**SELECTED EXCERPT**
3.3. Synthesis of HCNFs

PVA was dissolved in the deionized water to prepare PVA solution (15 wt.%) at 60 oC for 3 h with a constant stirring rate. After cooling to room temperature, the PTFE water emulsion (60 wt.%) was added into the above mixture solution and kept vigorously stirring for 3 h. Subsequently, the precursor solution was put in a plastic syringe with a stainless steel nozzle connected with a high-voltage power supply. The electrospinning process was performed with high voltage of 18 kV and 18 cm distance between the needle and aluminum foil collector. After that, the as-spun film was kept in a muffle furnace at 280 ^oC for 3 h and then calcined at 800 ^oC at Ar atmosphere with a heating rate of 5 ^oC min-1 to collect as-fabricated HCNFs nanofibers. For comparison, carbon nanofibers without porous (CNFs) were synthesized with the same procedures except the using of PTFE.

3.4. Synthesis of Bi/HCNFs

The Bi/HCNFs was prepared through a facile hydrothermal method. Typically, HCNFs (1 mg mL⁻¹) were first dispersed into deionized water and then added Bi(NO₃)₃ (0.5 mmol·L⁻¹) with continuously stirring for 3 h. Next, 3 mL N₂H₄·H₂O (85 wt%) and 1 mL NH₃·H₂O (28 wt%) were injected into the above mixture and kept magnetically stirring. After that, the suspension was carefully transferred into 50 mL Teflon-lined autoclave, which was sealed and heated at 120 ^oC for 18 h. Subsequently, the as-produced product was thoroughly washed several times with deionized water and acetone, respectively. Finally, the collected black powder was dried at 40 oC under vacuum. However, Bi/CNFs were prepared by using CNFs instead of HCNFs under the same procedure. For comparison, Bi NPs and HCNFs were synthesized with similar procedure without HCNFs and Bi(NO₃)₃ used.

**GIVEN REQUEST A**
Decide whether each statement agrees with the synthesis excerpt, answering yes or no and quoting the words of the excerpt that settle it. (i) The electrospinning was carried out at a voltage of 18 kV. (ii) The Bi/HCNFs product was washed with deionized water and ethanol. (iii) The CNFs were prepared by the same procedure as the HCNFs but without PTFE.
**GIVEN REQUEST B**
Reproduce word for word the part of the synthesis excerpt starting with "3.3. Synthesis of" and going on through "using of PTFE.".
The material that comes next is drawn from a separate source.

**ENTRIES SUPPLIED**
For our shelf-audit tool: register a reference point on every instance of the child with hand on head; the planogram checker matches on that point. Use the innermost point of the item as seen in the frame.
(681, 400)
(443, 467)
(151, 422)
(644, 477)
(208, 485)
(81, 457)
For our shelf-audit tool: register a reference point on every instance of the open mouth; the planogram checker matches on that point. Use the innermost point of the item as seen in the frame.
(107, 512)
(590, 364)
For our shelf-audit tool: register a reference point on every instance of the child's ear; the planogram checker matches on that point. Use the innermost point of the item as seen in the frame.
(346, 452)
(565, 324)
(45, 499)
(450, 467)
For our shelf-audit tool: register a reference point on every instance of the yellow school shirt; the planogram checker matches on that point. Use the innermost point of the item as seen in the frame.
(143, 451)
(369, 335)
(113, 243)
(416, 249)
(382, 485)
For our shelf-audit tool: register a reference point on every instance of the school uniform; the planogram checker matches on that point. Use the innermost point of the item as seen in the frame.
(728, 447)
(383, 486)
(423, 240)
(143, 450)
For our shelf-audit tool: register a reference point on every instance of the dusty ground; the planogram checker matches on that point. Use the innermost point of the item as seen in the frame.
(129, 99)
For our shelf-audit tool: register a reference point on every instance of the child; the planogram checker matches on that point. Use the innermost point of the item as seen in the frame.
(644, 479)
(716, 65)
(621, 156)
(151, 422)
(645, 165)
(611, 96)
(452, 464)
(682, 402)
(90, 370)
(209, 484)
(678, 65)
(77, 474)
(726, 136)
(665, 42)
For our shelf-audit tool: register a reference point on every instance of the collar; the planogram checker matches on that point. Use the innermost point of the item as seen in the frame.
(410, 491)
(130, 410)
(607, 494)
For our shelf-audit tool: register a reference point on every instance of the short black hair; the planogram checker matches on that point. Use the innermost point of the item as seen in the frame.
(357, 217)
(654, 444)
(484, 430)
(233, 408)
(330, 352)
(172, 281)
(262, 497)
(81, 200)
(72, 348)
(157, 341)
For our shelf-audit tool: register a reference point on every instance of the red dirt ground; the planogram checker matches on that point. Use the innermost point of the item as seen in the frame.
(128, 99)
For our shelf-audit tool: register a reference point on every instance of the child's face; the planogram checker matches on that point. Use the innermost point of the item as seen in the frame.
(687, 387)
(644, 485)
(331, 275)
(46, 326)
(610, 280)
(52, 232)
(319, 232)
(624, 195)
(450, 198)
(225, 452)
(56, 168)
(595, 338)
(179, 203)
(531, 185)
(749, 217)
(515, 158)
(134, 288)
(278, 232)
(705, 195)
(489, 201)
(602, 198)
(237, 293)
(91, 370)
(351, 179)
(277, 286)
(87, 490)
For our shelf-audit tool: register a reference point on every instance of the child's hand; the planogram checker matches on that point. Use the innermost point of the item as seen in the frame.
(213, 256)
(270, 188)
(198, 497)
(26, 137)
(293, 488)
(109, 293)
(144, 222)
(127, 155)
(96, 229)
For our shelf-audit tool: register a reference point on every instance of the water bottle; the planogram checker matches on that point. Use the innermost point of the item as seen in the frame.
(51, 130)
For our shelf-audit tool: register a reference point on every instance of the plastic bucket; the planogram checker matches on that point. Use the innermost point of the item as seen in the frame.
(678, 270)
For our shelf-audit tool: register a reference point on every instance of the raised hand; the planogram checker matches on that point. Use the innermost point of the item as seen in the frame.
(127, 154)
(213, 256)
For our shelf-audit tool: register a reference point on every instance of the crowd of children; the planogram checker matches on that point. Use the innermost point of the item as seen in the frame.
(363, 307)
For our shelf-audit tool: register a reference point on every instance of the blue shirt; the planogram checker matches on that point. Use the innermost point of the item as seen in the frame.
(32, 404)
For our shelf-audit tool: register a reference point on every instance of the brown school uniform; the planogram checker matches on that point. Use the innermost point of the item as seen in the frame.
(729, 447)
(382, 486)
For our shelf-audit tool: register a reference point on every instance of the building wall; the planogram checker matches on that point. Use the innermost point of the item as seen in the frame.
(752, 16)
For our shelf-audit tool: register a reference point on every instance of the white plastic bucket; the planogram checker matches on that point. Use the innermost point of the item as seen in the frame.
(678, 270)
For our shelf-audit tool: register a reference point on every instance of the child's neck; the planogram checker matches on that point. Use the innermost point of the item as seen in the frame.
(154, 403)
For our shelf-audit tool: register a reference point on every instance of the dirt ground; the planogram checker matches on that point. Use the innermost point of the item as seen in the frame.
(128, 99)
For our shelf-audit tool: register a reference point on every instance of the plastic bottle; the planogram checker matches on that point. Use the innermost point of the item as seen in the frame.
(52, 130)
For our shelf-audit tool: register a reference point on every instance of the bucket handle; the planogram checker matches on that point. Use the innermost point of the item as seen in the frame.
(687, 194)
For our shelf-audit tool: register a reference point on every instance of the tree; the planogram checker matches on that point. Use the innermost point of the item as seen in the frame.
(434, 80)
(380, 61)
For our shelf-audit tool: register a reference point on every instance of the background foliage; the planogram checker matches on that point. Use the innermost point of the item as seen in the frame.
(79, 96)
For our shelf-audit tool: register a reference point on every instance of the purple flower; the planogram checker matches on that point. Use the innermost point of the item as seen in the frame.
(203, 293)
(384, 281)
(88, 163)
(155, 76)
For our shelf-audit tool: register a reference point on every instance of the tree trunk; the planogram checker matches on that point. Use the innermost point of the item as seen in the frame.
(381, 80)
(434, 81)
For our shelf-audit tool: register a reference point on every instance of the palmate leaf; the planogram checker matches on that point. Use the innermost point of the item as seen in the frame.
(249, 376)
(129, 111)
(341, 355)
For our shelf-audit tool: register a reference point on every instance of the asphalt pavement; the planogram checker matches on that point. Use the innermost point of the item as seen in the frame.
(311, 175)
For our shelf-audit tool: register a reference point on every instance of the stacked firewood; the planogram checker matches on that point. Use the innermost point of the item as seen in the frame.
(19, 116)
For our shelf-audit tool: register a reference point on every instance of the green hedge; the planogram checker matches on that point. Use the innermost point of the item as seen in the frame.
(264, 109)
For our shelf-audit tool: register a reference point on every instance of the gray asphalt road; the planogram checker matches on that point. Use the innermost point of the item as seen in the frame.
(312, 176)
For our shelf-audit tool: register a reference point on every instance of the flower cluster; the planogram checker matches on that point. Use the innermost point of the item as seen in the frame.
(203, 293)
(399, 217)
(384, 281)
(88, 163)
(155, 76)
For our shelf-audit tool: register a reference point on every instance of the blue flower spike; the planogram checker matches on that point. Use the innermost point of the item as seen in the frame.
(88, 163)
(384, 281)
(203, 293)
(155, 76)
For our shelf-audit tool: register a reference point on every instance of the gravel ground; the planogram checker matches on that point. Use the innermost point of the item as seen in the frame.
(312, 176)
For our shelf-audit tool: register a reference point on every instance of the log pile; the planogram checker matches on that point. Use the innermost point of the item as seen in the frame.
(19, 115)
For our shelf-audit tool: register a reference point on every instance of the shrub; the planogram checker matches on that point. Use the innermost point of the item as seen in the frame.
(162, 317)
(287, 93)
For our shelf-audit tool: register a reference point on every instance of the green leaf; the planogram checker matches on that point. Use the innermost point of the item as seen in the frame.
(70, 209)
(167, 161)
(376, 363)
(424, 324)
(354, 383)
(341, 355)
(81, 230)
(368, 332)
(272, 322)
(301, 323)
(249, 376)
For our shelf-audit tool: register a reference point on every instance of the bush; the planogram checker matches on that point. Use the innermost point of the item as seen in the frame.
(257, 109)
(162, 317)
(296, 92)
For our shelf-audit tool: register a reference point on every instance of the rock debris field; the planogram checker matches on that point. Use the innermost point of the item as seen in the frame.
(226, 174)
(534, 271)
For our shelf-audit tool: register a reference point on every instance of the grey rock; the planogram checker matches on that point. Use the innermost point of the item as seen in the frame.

**COMPLETE RESPONSE A**
(i) Yes: "The electrospinning process was performed with high voltage of 18 kV"
(ii) No: "washed several times with deionized water and acetone"
(iii) Yes: "carbon nanofibers without porous (CNFs) were synthesized with the same procedures except the using of PTFE"

**COMPLETE RESPONSE B**
3.3. Synthesis of HCNFs

PVA was dissolved in the deionized water to prepare PVA solution (15 wt.%) at 60 oC for 3 h with a constant stirring rate. After cooling to room temperature, the PTFE water emulsion (60 wt.%) was added into the above mixture solution and kept vigorously stirring for 3 h. Subsequently, the precursor solution was put in a plastic syringe with a stainless steel nozzle connected with a high-voltage power supply. The electrospinning process was performed with high voltage of 18 kV and 18 cm distance between the needle and aluminum foil collector. After that, the as-spun film was kept in a muffle furnace at 280 ^oC for 3 h and then calcined at 800 ^oC at Ar atmosphere with a heating rate of 5 ^oC min-1 to collect as-fabricated HCNFs nanofibers. For comparison, carbon nanofibers without porous (CNFs) were synthesized with the same procedures except the using of PTFE.